**Source text:**

──────────

After a two-year frenzy, retail investor participation and new account openings in places like South Korea and India are showing signs of fatigue. That could reduce volatility and crowded trades in markets in 2022, allowing for more participation by fundamental-based overseas investors
Traders looking for a turnaround in Asian stocks in 2022 will be keeping a watchful eye on Chinese stimulus, the direction of the dollar, fading retail participation and the outlook for equity listings.
The case for a rebound should be aided by lower valuations after the MSCI Asia Pacific Index underperformed its global counterpart by around 20 percentage points last year. It declined some 4% with China’s regulatory crackdown and slower growth weighing on the index, but investors are hopeful that Beijing’s return to pro-growth policies and higher vaccination rates in the region will reverse the trend this year.
“It’s possible that Asian stocks outperform their global peers” as regional economies should start to see greater benefits from higher levels of vaccinations and reopenings, said David Chao, global market strategist for Asia Pacific ex-Japan at Invesco.
Here are five areas of focus for Asia investors as they navigate the new year:
Traders expect mainland stocks to recover this year as Beijing pledges to bolster slowing economic growth dragged by a property slump and weak consumption. Various ministries have vowed support including greater cuts in fees and taxes, while the People’s Bank of China is already pumping more liquidity into the financial system. Further easing measures are also expected.
Political events such as the National People’s Congress in March will be closely watched for more cues on pro-growth policies and the “common prosperity” drive. The 20th Party Congress in the second half of 2022 is also important because it could cement President Xi Jinping ruling for life.

──────────

**Set of tasks:**
(A) Please pull out, word for word, the part of the article on Asian stocks that opens with "Political events such" and closes with "ruling for life.".
(B) Answer these questions from the article on Asian stocks:
(i) By roughly how many percentage points did the MSCI Asia Pacific Index underperform its global counterpart last year?
(ii) What position does David Chao hold at Invesco?
(iii) Which political event in March will be watched for cues on pro-growth policies?

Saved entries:
──────────

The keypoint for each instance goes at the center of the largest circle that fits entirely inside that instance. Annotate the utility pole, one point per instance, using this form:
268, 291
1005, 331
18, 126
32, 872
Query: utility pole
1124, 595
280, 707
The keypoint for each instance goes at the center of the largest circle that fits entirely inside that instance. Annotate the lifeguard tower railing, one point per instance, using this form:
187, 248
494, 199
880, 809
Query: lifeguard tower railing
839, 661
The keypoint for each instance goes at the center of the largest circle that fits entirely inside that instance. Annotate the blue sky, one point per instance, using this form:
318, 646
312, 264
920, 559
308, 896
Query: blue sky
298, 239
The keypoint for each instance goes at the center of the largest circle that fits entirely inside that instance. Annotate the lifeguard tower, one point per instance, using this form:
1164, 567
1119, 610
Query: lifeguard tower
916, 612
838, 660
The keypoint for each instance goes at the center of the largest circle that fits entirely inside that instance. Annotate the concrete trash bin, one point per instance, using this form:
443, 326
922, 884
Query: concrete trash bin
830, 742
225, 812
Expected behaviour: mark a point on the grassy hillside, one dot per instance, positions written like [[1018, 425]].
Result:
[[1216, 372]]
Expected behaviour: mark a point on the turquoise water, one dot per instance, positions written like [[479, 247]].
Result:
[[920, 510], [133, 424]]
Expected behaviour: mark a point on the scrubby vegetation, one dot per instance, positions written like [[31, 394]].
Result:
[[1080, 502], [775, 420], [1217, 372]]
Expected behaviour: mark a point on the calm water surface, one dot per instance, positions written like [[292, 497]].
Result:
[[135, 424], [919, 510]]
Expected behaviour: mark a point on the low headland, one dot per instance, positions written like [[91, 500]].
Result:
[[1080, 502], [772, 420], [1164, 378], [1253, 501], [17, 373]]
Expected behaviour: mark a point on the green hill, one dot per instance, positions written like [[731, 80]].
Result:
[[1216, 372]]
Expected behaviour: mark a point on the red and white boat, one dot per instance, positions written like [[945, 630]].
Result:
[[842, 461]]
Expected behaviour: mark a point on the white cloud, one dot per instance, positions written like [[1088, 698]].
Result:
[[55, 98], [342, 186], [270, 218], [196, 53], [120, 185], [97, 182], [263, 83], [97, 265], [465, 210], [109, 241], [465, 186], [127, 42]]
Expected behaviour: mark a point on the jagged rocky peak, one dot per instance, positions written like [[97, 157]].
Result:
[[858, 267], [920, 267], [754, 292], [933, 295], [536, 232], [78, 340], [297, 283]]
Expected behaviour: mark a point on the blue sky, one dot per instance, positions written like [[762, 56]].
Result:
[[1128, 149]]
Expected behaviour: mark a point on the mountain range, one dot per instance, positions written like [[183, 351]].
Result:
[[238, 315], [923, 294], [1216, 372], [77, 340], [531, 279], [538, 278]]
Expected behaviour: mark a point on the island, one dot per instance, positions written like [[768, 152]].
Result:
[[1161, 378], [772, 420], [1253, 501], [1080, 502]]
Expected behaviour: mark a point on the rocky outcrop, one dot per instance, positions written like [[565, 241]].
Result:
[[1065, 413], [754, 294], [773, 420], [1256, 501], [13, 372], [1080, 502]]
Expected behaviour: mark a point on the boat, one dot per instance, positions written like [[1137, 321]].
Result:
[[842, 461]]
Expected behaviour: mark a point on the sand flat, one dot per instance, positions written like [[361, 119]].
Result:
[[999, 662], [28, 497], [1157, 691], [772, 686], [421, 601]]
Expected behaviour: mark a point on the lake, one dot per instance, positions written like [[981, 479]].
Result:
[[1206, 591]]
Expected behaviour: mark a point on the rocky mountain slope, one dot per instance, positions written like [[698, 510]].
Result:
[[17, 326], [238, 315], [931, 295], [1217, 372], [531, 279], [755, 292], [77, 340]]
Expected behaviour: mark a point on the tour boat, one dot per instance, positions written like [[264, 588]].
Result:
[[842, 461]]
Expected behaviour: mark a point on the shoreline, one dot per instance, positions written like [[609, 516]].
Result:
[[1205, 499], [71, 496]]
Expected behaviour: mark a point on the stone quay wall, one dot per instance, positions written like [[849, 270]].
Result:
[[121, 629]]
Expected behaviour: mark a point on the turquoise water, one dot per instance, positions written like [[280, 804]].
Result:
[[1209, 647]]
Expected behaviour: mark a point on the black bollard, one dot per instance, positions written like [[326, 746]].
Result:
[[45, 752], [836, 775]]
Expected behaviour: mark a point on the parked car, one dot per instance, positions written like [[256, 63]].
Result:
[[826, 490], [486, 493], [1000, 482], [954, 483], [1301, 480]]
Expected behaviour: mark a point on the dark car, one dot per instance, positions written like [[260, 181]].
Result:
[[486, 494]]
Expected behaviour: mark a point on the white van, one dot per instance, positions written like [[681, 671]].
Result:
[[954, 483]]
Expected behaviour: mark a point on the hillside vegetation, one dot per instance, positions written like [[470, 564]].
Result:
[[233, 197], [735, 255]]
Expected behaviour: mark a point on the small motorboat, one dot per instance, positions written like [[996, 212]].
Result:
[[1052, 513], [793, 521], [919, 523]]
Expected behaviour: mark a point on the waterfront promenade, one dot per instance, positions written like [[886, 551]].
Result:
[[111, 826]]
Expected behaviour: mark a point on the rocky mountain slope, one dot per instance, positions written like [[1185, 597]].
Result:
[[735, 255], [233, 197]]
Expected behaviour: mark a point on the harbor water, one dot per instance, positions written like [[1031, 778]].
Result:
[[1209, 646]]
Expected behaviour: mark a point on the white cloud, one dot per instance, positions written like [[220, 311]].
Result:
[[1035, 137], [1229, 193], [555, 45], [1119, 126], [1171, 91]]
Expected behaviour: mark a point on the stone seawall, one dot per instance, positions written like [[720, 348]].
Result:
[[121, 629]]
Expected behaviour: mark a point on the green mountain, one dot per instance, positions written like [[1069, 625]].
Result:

──────────

**Outputs for the tasks:**
(A)
Political events such as the National People’s Congress in March will be closely watched for more cues on pro-growth policies and the “common prosperity” drive. The 20th Party Congress in the second half of 2022 is also important because it could cement President Xi Jinping ruling for life.

(B)
(i) Around 20 percentage points.
(ii) Global market strategist for Asia Pacific ex-Japan.
(iii) The National People's Congress.